ENTRIES SUPPLIED »

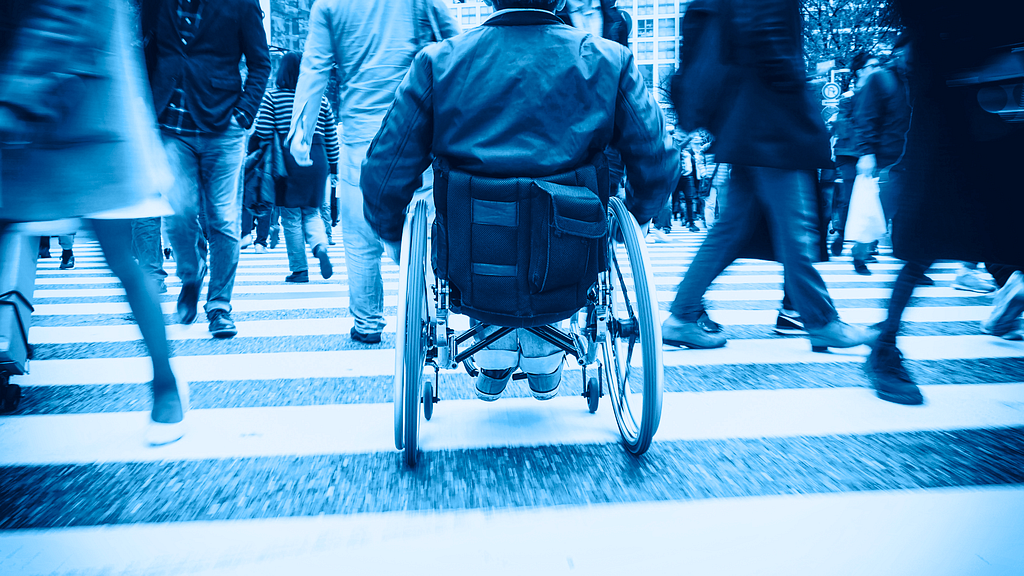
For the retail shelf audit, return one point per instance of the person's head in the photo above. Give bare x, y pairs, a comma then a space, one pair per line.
288, 71
551, 5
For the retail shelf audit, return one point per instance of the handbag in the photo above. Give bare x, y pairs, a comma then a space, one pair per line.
705, 87
865, 221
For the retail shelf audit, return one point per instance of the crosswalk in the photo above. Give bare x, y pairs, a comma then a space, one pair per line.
769, 459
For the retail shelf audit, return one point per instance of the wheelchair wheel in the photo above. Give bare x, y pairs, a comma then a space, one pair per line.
411, 337
631, 355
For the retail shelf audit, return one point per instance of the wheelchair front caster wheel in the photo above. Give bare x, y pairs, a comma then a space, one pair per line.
593, 395
428, 400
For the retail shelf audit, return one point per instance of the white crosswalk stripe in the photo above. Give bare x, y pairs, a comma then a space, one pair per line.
767, 452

INSTRUCTIONS FOR THE TASK »
All lines from the one containing "of the crosswalk" through the final line of the records above are to be set down exactly, and no other line is to appear.

EXERCISE SOLUTION »
For the retail shelf audit, return one point per instance of the crosswalk in the photo above. Give bare x, y pairs, a comma then a space, one pair per line.
769, 459
For the retail shelf audit, return one point per instance of the wheelchair wheel in the photo above. Give bare x, y pairs, a comma then a space, one pair per line.
411, 337
631, 355
For the retail shelf audit, return one point per instance of the wheelchair front caster wheel in the photo above. Give bare x, y pairs, a comma then a space, one pair per line.
593, 395
428, 400
For the retail shelf audit, return one point per instance of the white crosswalk stripe in the photo above. Give bare x, y pairs, a comma then a space, one pair per line.
767, 452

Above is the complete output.